March 12, 2007

 

Editor, Delaware State News

 

It is time to amend our national Constitution to require the president to submit and the Congress to enact a balanced budget every year.

 

We are currently pushing toward $8 trillion of national debt, 40 percent of which is owed to foreign entities.

 

Our government’s unfunded liabilities are above $50 trillion and growing. Medicare, Medicaid and Social Security costs are projected to exceed total government income within 40 years, leaving zero funds for defense, courts, international relations, homeland security or any other national government functions.

 

Our government reflects our personal finances with a negative personal savings rate and unprecedented personal debt. Then again, maybe it is the other way around.  Maybe we have adopted our government’s financial habits.

 

Either way, to get to this point took sustained poor financial practice by our national government, with our accession. We are facing some very hard decisions that will require some blunt honesty, courage and leadership from our Congress and our president. We also need partisan political bickering to end and civility to return to our discussion of issues.

 

To re-establish national financial discipline will require serious consideration and good will from all of us.

 

We are more divided and unwilling to participate in a common effort to address our nation’s problems than at any other time in my life and I fear for our country’s future.

 

Our founders expressed the effects of divisiveness with the words, “United we stand, divided we fall.”  We are seriously divided, and we need to get together to put our house in order.

DATA UNDER STUDY:
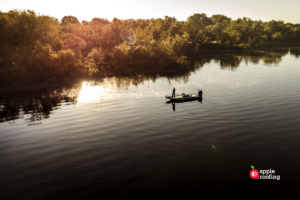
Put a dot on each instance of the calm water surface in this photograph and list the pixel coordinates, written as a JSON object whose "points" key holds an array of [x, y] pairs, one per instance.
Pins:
{"points": [[119, 138]]}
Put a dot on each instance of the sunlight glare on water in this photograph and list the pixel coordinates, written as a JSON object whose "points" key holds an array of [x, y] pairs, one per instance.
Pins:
{"points": [[89, 93]]}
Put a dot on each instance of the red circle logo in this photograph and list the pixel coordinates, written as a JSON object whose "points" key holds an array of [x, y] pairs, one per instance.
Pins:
{"points": [[254, 174]]}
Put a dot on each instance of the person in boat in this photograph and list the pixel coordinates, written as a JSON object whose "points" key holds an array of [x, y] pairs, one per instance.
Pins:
{"points": [[173, 94], [200, 93]]}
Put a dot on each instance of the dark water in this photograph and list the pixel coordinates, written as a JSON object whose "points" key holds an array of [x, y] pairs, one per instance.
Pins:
{"points": [[118, 138]]}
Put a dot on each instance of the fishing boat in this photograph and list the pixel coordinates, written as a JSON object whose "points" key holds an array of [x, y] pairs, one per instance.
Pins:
{"points": [[184, 97]]}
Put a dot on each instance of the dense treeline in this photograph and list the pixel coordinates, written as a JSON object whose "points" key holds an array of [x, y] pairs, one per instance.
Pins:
{"points": [[40, 49]]}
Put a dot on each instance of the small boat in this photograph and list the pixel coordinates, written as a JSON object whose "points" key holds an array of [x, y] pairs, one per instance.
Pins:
{"points": [[184, 97]]}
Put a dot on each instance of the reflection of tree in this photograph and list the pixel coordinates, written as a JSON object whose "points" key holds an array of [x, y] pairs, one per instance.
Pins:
{"points": [[295, 52], [232, 60], [39, 104], [32, 106]]}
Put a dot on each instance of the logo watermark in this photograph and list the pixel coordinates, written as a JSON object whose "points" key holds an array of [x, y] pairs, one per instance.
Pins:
{"points": [[263, 174]]}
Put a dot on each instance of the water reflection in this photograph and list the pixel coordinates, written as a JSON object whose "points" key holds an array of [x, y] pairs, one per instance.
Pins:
{"points": [[34, 106], [90, 93]]}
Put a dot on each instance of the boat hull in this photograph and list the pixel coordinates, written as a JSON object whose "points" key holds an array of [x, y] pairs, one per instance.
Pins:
{"points": [[186, 98]]}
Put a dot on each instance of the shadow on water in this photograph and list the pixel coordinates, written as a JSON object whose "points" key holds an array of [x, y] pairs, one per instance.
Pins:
{"points": [[179, 102], [34, 106]]}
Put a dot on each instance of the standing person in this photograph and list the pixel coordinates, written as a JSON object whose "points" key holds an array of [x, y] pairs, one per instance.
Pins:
{"points": [[200, 93], [173, 94]]}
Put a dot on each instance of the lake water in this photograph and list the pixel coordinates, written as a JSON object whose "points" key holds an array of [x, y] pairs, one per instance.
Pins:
{"points": [[119, 137]]}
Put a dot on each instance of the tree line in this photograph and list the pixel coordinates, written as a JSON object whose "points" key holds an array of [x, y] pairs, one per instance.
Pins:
{"points": [[41, 49]]}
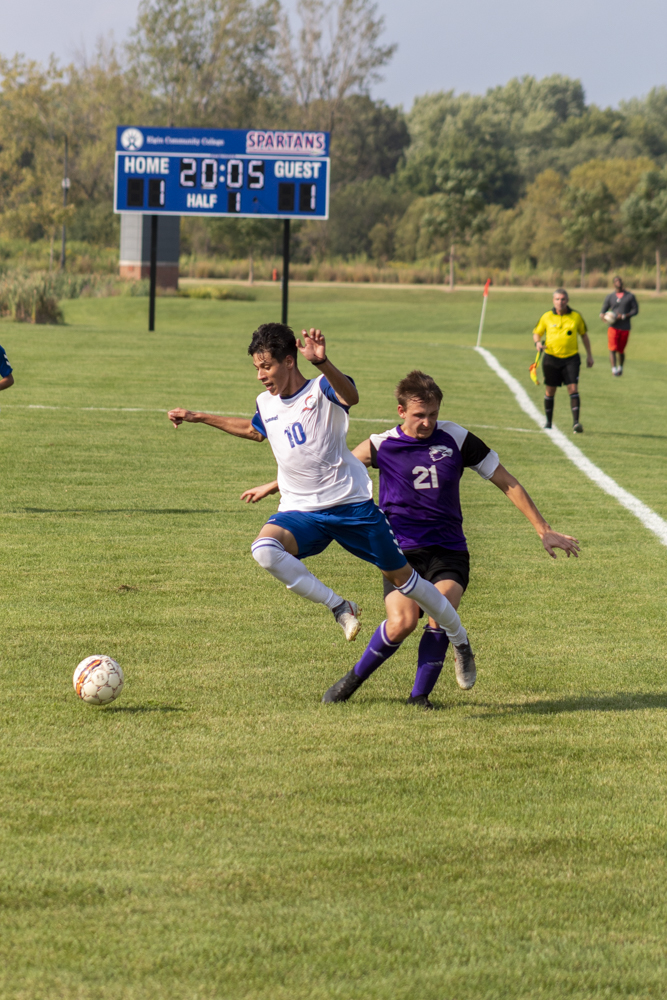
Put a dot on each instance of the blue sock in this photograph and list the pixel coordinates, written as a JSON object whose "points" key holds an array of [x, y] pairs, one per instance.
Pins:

TASK INSTRUCTIONS:
1. In the letter on the national budget, reproduce everything from "Our government reflects" down to "our country’s future.".
2. According to the letter on the national budget, what percentage of the national debt is owed to foreign entities?
Nothing in the records is needed here.

ANSWERS FOR THE TASKS:
1.
Our government reflects our personal finances with a negative personal savings rate and unprecedented personal debt. Then again, maybe it is the other way around.  Maybe we have adopted our government’s financial habits.

 

Either way, to get to this point took sustained poor financial practice by our national government, with our accession. We are facing some very hard decisions that will require some blunt honesty, courage and leadership from our Congress and our president. We also need partisan political bickering to end and civility to return to our discussion of issues.

 

To re-establish national financial discipline will require serious consideration and good will from all of us.

 

We are more divided and unwilling to participate in a common effort to address our nation’s problems than at any other time in my life and I fear for our country’s future.

2. 40 percent